■ Exercise requirements: Please restate all of the records word for word, setting the pictures aside.

■ Task inputs:
■ ■ ■
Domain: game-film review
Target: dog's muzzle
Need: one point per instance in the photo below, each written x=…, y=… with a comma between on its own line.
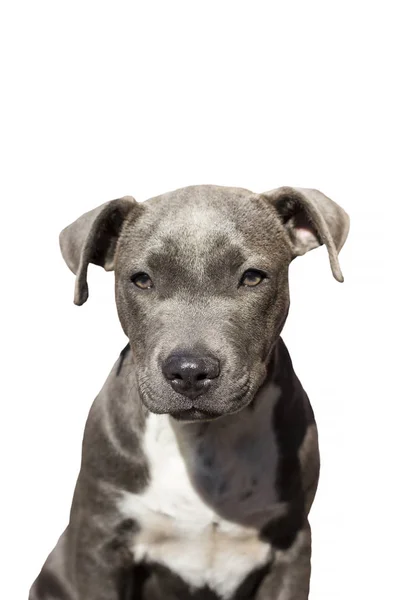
x=190, y=374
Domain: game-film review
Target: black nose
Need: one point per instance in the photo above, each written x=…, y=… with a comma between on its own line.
x=190, y=374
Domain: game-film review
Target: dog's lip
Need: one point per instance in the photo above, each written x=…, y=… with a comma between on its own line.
x=194, y=414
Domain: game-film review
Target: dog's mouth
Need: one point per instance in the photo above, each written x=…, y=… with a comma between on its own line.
x=195, y=414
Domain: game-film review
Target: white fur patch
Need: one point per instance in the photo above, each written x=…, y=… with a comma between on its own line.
x=179, y=530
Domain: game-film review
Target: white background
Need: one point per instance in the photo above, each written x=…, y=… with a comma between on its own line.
x=105, y=99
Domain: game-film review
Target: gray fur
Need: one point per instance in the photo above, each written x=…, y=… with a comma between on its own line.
x=253, y=460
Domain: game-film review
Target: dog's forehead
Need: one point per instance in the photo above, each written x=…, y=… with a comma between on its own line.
■ ■ ■
■ Result of this task:
Domain: game-film review
Target: dog's muzzle
Need: one point per instance in the photo below, each written x=…, y=… with a comma between on its own line.
x=190, y=374
Domain: game-film review
Target: black nose
Need: one point per instance in the photo above, each written x=…, y=… with a comma between on its own line.
x=190, y=374
Domain: game-film review
Target: dog's lip
Need: one point per instance in the photo above, each written x=…, y=… with a comma between on its own line.
x=194, y=414
Domain: game-film review
Target: dog's mouth
Need: one point per instance in the photo above, each written x=…, y=… with a comma between on its own line.
x=195, y=414
Domain: game-film review
Target: white fur patch
Need: one point per instance in the photo above, each written x=…, y=… with a comma between on its own line.
x=179, y=530
Domain: game-film review
Target: white background
Need: one point per instance in the photo above, each written x=…, y=… with a comma between on its own line.
x=105, y=99
Domain: game-film review
Target: gray fur
Need: one point per instance in the photo above, each written x=…, y=… with a comma between on its own line.
x=253, y=460
Domain: game-film review
Target: dog's forehead
Need: one point per instance in the photo above, each written x=…, y=… with a comma between on its own line.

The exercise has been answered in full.